Text section -
- - -

Many of the incubators that popped up during the stock market bubble have lost significance, however, those attached to scientific and high-tech research organisations are still going strong.
Now Sulzer Innotec has introduced a new incubator to the Swiss market.
Innotec is the name of the former research and development division of the Winterthur based Sulzer Group. It has been around for a good 50 years and recently started to source work from outside the company.
Now more than two thirds of the income for the units comes from non-Sulzer contracts and adds venture activity to its bottom line. The venture or incubator group will capitalise on a stream of technology driven ideas from internal research teams.
The idea of building a start-up company based on intellectual property at an R&D centre, incubating it to a point of commercialisation, is not new. The Swiss Centre for Microsystems and Microelectronics (CSEM) has been doing it successfully since the late nineties.
But the private incubator business model that emerged at the same time is "incompatible with today's market conditions," according to Michael Palmieri, managing director of MyQube, who spoke to Swiss Venture Update in a recent interview.

- - -

Assigned task 1 - List every company, organization, or publication named in the incubator article.
Assigned task 2 - Please rewrite the paragraph of the incubator article beginning "The idea of building a start-up company" in a shorter form that keeps its main facts.
The records that come after this have no connection to the incubator article.

- - -

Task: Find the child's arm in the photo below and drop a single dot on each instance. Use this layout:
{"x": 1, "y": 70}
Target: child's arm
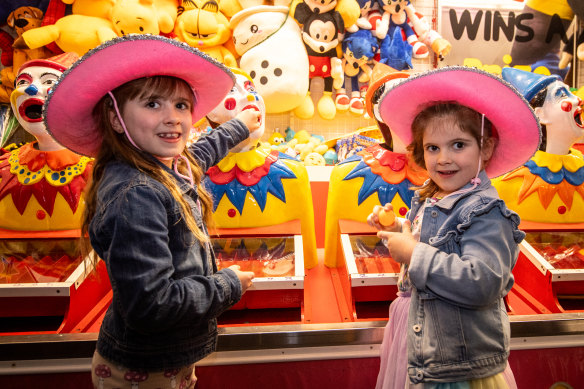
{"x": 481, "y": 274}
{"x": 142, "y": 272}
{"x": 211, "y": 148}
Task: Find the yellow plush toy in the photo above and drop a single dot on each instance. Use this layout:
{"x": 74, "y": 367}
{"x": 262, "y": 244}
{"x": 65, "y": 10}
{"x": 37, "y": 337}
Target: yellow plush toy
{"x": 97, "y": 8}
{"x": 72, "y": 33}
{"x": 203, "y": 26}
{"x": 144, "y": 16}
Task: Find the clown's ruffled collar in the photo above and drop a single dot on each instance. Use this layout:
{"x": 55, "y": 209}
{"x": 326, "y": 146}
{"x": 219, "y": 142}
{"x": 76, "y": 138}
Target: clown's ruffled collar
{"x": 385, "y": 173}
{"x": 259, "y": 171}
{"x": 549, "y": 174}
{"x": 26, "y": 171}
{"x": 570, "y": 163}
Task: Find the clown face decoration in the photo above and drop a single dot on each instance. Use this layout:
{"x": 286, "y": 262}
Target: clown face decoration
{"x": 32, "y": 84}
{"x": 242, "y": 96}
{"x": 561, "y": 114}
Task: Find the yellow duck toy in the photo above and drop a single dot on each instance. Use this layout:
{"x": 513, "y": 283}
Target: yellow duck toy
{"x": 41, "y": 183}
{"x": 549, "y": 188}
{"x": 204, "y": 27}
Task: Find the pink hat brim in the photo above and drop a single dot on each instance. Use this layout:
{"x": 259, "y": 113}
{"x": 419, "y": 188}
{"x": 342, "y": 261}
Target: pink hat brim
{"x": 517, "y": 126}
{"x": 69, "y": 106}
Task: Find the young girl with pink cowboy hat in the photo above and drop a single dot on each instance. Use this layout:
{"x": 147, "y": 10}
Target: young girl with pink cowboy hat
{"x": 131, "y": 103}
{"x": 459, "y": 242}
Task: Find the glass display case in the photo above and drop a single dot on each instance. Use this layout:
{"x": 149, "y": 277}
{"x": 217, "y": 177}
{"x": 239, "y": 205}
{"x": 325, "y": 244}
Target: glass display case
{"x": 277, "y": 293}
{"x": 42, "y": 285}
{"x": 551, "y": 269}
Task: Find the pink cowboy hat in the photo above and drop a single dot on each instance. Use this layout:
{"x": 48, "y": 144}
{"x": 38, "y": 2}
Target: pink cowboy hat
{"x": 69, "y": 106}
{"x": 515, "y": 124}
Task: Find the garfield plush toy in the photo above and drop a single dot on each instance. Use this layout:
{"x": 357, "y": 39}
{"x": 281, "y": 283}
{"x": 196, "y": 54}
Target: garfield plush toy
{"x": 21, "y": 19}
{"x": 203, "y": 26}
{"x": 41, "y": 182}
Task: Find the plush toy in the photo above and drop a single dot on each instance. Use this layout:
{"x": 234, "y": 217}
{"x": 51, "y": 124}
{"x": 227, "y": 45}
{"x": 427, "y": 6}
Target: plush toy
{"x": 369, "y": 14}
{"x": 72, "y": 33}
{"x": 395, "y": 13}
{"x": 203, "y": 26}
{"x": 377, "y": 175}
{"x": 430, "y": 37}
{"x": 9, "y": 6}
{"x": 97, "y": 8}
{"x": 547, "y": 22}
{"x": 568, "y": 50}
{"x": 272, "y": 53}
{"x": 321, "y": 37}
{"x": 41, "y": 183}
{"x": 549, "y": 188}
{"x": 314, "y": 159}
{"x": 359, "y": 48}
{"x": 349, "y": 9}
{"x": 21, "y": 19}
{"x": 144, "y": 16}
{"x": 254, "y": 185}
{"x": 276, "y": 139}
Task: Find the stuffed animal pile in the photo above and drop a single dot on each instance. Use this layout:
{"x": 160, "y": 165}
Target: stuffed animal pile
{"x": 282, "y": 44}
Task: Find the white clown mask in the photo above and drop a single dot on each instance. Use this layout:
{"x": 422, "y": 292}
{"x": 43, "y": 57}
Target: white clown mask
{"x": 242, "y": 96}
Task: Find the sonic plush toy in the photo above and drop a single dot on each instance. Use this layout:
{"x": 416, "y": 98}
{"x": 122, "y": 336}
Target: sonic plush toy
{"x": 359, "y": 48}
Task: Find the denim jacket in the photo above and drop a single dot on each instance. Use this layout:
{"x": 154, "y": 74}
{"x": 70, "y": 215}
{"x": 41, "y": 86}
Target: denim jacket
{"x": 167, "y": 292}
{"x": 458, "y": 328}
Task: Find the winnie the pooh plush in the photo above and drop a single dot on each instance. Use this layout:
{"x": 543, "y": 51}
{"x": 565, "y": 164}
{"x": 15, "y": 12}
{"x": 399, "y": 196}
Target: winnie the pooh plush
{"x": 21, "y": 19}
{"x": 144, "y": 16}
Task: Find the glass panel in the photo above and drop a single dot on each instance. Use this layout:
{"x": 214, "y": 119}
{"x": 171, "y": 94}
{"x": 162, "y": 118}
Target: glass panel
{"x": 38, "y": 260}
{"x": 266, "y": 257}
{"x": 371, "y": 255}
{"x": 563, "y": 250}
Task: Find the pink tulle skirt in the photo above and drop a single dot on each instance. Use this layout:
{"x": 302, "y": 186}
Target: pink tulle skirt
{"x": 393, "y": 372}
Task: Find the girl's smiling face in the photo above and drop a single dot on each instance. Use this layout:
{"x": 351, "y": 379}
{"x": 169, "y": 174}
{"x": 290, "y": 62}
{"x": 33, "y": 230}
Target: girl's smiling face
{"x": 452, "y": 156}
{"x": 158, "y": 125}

- - -

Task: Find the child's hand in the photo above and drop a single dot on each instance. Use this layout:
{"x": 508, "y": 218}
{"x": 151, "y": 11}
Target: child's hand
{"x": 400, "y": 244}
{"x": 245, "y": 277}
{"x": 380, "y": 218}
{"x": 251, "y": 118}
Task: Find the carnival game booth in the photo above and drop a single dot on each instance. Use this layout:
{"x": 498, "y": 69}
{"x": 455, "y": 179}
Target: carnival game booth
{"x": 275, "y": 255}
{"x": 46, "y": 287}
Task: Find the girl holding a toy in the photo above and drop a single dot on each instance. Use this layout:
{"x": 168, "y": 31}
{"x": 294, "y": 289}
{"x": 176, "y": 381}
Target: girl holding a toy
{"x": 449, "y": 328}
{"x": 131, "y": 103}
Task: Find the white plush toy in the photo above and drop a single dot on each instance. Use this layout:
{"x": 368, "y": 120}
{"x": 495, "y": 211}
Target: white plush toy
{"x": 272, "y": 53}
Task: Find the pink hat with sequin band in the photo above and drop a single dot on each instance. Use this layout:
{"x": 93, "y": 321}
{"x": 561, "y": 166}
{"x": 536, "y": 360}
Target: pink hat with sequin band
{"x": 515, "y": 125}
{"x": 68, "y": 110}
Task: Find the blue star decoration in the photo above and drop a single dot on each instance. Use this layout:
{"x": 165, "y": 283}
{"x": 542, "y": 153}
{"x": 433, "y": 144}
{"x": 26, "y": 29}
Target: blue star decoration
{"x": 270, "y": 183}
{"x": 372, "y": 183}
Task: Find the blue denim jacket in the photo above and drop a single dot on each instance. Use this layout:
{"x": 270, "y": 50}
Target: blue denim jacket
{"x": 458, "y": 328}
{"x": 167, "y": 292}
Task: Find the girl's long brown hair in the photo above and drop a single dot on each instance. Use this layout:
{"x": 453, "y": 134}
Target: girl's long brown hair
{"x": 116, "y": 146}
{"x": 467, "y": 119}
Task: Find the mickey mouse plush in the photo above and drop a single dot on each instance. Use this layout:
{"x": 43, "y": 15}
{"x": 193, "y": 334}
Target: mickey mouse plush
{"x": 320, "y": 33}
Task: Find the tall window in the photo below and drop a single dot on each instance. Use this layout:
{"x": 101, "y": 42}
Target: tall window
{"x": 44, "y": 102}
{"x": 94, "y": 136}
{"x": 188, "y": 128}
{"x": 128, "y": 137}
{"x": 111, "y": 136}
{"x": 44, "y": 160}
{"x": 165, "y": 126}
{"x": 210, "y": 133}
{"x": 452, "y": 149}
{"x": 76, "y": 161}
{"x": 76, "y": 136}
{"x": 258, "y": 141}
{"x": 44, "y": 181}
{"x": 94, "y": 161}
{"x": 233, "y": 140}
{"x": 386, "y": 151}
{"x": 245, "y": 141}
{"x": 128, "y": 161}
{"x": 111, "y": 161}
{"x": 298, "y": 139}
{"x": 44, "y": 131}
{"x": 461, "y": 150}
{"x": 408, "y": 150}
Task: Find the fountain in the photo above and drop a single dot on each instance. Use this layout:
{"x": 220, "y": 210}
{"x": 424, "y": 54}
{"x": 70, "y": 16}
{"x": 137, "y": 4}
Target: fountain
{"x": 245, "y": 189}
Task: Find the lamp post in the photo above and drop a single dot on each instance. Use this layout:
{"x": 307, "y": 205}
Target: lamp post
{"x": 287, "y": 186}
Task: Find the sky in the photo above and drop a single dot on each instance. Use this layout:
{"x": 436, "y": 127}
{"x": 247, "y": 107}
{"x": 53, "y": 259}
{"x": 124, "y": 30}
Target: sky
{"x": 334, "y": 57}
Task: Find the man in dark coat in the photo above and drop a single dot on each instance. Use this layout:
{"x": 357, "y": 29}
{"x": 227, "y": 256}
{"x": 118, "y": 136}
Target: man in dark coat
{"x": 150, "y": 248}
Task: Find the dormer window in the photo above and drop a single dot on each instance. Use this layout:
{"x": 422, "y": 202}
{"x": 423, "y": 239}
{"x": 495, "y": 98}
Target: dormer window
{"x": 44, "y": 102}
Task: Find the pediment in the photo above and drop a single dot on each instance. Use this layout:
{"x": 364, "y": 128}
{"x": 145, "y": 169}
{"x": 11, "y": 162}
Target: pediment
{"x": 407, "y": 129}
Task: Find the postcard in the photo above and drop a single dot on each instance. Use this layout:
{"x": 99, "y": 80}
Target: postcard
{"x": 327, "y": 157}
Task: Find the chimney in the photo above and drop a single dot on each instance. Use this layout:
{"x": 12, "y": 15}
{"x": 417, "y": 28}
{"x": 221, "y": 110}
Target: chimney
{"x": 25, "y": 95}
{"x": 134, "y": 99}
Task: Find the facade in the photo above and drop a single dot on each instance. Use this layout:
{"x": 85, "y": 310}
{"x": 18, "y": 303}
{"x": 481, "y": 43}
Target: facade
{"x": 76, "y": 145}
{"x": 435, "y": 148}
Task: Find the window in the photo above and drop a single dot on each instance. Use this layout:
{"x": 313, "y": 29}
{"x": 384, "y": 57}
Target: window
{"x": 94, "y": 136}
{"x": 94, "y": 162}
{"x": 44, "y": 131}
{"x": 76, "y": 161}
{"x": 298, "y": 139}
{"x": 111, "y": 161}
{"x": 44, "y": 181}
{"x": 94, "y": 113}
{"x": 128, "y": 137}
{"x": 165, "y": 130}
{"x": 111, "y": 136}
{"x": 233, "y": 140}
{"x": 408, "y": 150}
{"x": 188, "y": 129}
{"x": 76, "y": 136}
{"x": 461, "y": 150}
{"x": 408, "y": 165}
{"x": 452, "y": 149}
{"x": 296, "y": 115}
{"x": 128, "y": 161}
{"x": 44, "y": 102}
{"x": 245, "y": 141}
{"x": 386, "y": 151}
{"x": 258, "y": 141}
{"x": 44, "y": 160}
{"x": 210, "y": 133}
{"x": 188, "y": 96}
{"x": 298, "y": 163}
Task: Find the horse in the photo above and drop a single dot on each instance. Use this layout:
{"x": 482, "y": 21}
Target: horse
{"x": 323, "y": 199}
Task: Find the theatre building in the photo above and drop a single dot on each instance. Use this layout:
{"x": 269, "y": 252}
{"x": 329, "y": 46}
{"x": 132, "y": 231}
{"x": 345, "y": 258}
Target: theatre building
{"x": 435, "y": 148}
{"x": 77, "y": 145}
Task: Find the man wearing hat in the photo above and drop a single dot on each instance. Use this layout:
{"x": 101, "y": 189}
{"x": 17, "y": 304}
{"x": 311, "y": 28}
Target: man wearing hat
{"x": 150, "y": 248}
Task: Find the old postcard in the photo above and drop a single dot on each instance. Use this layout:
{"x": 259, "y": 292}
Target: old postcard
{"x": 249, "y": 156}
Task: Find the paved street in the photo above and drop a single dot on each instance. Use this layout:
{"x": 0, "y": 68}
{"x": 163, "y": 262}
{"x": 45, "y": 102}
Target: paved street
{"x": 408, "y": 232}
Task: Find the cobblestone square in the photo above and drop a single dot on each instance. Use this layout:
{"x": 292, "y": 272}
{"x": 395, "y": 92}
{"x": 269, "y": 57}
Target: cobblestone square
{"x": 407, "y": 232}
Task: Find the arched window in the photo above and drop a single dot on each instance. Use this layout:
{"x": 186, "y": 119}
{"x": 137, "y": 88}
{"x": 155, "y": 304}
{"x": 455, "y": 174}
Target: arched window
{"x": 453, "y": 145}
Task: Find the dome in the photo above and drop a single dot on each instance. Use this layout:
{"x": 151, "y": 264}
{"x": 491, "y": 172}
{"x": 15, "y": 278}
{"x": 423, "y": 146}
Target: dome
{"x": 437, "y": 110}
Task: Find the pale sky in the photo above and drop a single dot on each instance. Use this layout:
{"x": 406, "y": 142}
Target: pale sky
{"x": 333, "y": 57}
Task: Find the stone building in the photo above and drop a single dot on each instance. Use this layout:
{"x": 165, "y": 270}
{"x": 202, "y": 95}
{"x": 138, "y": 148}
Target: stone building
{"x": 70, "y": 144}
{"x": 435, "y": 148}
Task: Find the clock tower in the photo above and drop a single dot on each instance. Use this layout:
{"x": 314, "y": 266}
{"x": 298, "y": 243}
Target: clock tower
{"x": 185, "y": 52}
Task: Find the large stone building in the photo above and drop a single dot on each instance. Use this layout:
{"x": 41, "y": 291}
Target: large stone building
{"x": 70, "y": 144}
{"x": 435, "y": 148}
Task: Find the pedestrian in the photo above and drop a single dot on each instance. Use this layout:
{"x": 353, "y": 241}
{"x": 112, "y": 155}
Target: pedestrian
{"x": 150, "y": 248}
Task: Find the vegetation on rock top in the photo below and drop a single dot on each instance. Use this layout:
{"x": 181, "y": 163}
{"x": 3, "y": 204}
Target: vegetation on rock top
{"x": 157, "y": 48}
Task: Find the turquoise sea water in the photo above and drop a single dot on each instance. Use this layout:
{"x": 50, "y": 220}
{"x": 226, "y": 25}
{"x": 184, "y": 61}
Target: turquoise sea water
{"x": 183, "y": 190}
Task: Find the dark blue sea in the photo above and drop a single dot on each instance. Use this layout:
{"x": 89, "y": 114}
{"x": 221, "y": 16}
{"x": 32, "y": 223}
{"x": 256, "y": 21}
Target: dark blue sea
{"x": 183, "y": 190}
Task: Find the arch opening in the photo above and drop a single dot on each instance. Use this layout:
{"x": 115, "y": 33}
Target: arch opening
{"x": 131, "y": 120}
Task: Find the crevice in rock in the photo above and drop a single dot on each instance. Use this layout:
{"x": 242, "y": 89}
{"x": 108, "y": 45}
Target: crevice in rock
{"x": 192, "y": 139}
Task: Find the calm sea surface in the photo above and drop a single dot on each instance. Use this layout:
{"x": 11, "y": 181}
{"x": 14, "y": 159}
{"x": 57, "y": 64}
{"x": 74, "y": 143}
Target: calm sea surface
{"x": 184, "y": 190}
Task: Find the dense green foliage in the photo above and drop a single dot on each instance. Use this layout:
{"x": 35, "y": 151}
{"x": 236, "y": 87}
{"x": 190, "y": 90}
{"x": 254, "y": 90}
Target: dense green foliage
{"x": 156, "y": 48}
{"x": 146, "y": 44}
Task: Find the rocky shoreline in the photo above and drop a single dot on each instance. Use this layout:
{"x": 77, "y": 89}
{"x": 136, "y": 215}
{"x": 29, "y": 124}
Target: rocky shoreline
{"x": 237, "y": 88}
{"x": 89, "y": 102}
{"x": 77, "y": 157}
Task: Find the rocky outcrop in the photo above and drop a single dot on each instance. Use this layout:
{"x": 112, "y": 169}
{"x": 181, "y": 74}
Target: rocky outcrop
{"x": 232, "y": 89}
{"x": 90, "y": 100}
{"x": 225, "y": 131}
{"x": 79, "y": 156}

- - -

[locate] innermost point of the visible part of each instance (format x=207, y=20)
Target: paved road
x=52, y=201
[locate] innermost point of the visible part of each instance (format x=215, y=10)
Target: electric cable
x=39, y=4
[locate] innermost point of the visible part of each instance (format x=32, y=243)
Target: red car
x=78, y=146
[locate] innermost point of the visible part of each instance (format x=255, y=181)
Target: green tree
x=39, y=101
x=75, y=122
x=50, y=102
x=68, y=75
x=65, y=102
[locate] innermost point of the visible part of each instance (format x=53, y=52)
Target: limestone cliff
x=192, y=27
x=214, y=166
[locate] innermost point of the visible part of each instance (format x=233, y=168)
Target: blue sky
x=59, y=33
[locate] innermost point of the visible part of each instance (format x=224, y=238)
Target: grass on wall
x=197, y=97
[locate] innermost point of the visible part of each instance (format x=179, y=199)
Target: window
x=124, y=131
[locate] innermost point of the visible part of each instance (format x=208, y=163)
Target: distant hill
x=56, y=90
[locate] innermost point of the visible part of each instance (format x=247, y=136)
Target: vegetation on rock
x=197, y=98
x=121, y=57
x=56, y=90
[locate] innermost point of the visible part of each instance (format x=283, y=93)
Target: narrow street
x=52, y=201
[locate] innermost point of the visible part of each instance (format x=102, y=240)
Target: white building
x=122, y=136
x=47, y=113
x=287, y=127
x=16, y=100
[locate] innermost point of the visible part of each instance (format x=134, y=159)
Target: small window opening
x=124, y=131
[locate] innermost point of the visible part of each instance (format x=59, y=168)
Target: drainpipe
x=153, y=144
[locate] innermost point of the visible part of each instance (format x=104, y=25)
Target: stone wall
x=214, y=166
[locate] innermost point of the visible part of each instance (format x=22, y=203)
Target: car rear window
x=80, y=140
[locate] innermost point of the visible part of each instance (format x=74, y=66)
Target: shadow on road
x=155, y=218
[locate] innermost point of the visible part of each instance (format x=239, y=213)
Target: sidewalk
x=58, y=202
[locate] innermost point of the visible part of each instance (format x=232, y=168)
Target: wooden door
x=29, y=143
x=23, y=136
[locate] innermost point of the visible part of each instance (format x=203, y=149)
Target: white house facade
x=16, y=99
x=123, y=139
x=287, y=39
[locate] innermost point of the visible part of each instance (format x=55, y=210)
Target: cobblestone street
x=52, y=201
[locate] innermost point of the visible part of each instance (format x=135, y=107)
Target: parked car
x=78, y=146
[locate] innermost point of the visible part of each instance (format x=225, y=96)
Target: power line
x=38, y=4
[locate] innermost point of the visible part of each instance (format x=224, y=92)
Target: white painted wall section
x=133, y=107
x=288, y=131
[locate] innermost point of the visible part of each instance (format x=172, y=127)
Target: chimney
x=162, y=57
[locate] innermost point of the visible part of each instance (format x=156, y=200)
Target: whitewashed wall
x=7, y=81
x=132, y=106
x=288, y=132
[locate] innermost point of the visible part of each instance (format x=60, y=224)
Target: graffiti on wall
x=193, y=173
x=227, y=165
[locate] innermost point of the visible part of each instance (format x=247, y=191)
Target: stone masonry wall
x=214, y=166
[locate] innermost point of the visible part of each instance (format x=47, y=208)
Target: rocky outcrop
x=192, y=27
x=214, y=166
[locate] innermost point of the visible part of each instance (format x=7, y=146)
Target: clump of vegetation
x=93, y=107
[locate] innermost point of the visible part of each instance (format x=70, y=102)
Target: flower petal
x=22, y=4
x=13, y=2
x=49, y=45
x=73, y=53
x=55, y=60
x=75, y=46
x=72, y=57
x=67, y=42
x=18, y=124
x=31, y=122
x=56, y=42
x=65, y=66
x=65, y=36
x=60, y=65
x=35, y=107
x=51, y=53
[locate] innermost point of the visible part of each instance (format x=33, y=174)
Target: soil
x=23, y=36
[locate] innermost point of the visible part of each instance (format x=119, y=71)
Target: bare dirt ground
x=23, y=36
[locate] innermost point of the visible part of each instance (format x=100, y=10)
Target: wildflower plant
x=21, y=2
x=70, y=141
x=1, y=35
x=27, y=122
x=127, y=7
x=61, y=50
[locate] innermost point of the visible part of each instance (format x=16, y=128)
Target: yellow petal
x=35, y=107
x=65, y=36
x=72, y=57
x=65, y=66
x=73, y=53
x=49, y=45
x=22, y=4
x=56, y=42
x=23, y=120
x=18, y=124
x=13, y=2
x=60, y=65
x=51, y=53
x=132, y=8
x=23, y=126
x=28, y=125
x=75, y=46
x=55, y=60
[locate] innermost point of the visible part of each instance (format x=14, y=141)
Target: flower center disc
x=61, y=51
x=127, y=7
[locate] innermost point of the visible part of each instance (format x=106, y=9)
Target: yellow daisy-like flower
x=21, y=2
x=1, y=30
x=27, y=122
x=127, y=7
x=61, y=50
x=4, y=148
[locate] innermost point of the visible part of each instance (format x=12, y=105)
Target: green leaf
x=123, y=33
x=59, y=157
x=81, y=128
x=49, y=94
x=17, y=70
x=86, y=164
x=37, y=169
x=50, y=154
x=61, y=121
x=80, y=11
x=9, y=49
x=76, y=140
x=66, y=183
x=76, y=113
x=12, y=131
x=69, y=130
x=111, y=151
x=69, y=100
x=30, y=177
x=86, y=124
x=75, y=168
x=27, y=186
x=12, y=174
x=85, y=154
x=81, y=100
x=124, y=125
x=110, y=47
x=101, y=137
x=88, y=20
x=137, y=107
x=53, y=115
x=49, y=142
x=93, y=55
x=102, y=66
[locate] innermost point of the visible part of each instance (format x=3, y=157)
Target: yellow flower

- - -

Output 1 -
- Sulzer Innotec
- Sulzer Group
- Swiss Centre for Microsystems and Microelectronics (CSEM)
- MyQube
- Swiss Venture Update

Output 2 - Building a start-up on an R&D center's intellectual property and incubating it until commercialization is not a new idea. CSEM has done it successfully since the late nineties.